Visualization, Dashboards, and Applications
What happens with the results? What options do we have to visually communicate them? How do we turn those visualizations into dashboards or entire applications? Which additional ways of to communicate with user beside reports/emails are out there? Surprisingly I’ve only added a few new entries here, may it be due to the fact that I accidentally have been quite thorough at research this area last year, or simply because of the fact that somehow the time of js visualizations popping up left and right has cooled off a bit and the existing solutions are rather maturing. Yet this awesome list shows that development in this area is still far from cooling off.
What solutions do exist that try to integrate data sourcing, data storage, analysis and visualization in one package? What BI solutions are out there for big data? Are there platforms/solutions that offer more of a flexible data-scientist approach (e.g. free choice of methods, models, transformations)? Here I have added solutions that were platforms in the cloud, it seems that it is only logical to offer less and less of desktop oriented BI solutions, due to the restrained computational power or due to the high complexity of maintaining BI systems on premise. Although business intelligence solutions are less community and open source driven as the other stacks, there are also awsome lists where people curate those solutions.
You might have noticed that I tried to slip in an awsome list on github into almost every category to encourage you to look more in depth into each area. If you want to spend days of your life discovering awesome things, I strongly suggest you to check out this collection of awesome lists here or here.
Conclusion or what's next?
I realized that keeping the list up to date in some areas seems almost impossible, while others gradually mature over time and the amount of new tools in those areas is easy to oversee. I also had to recognize that maintaining an exhaustive and always up to date list in those 5 broad categories seems quite a challenge. That's why I went out to get help. I’ve looked for people in our company interested particularly in one of these areas and nominated them technology ambassadors of this part of the stack. Their task will be to add new tools whenever they pop up on their horizon.

ENTRIES —
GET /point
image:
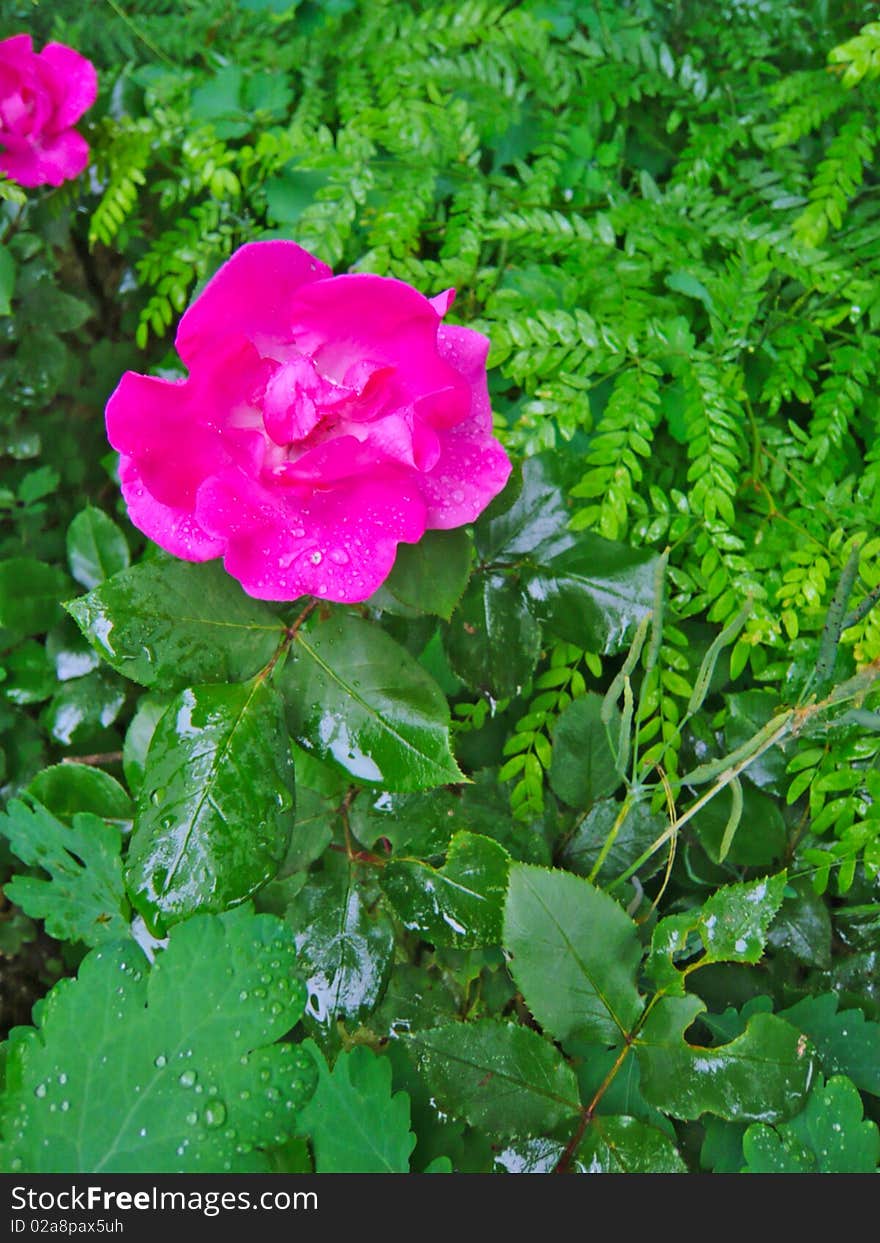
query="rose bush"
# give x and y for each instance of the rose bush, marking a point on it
(42, 95)
(325, 419)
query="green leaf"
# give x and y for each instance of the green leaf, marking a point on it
(494, 642)
(96, 547)
(431, 574)
(165, 1070)
(762, 1075)
(6, 280)
(845, 1042)
(460, 904)
(357, 697)
(346, 949)
(576, 954)
(594, 592)
(174, 623)
(501, 1078)
(761, 837)
(828, 1136)
(83, 898)
(139, 735)
(354, 1120)
(731, 925)
(30, 676)
(83, 709)
(584, 766)
(535, 522)
(30, 596)
(625, 1145)
(65, 789)
(639, 828)
(215, 809)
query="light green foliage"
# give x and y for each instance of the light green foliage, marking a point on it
(356, 1123)
(134, 1069)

DIRECTIVES —
A – Edit the labeled-point records by replacing "green leaf" with "leafy sprig" wherever it occurs, and keep everything else the same. Leave the pictures out of your version.
B – Resume the write-up on data visualization and BI tools, picking up after its last sentence.

PER-TASK OUTPUTS —
A –
GET /point
image:
query="rose bush"
# give x and y for each instance of the rose bush, marking a point on it
(42, 95)
(325, 419)
query="leafy sprig"
# give x and y for each instance of the leafy sprig, marking a point on it
(494, 642)
(96, 547)
(431, 574)
(165, 1070)
(762, 1075)
(6, 280)
(845, 1042)
(460, 904)
(357, 697)
(346, 949)
(576, 954)
(594, 592)
(174, 623)
(501, 1078)
(761, 837)
(828, 1136)
(83, 898)
(139, 735)
(354, 1120)
(731, 925)
(30, 676)
(83, 709)
(584, 766)
(535, 522)
(30, 596)
(625, 1145)
(65, 789)
(639, 828)
(215, 809)
query="light green foliage"
# give x and y for each instance of the light green foliage, marking a point on it
(356, 1123)
(134, 1069)

B –
I have also come to the conclusion that the stack is quite useful when offering customers a bit of an overview at the beginning of a journey. It adds value to just know what popular solutions are out there and start digging around yourself. Yet separating more mature tools from the experimental ones or knowing which open source solutions have a good community behind it, is quite a hard task for somebody without experience. Somehow it would be great to highlight “the pareto principle” in this stack by pointing out to only a handful of solutions and saying you will be fine when you use those. Yet I also have to acknowledge that this will not replace a good consultation in the long run.
Already looking towards the improvement of this collection, I think that each tool needs some sort of scoring: While there could be plain vanilla tools that are mature and do the job, there are also the highly specialized very experimental tools that offers help in very niche area only. While this information is somewhat buried in my head, it would be good to make it explicit on the website. Here I am highly recommending what Thoughtworks has come up with in their technology radar. Although their radar goes well beyond our little domain of data services, it offers a great idea to differentiate tools. Namely into four categories:
- Adopt: We feel strongly that the industry should be adopting these items. We see them when appropriate on our projects.
- Trial: Worth pursuing. It is important to understand how to build up this capability. Enterprises should try this technology on a project that can handle the risk.
- Asses: Worth exploring with the goal of understanding how it will affect your enterprise.
- Hold: Proceed with caution.
Assessing tools according to these criteria is no easy task - thoughtworks is doing it by nominating a high profile jury that vote regularly on these tools. With 4500 employees, I am sure that their assessment is a representative sample of the industry. For us and our stack, a first start would be to adopt this differentiation, fill it out myself and then get other liipers to vote on these categories. To a certain degree we have already started this task internally in our tech db, where each employee assessed a common feeling towards a tool.
Concluding this blogpost, I realized that the simple task of “just” having a list with relevant tools for each area seemed quite easy at the start. The more I think about it, and the more experience I collect in maintaining this list, the more realize that eventually such a list is growing into a knowledge and technology management system. While such systems have their benefits (e.g. in onboarding or quickly finding experts in an area) I feel that turning this list into one will be walking down this rabbit hole of which I might never re-emerge. Let’s see what the next year will bring.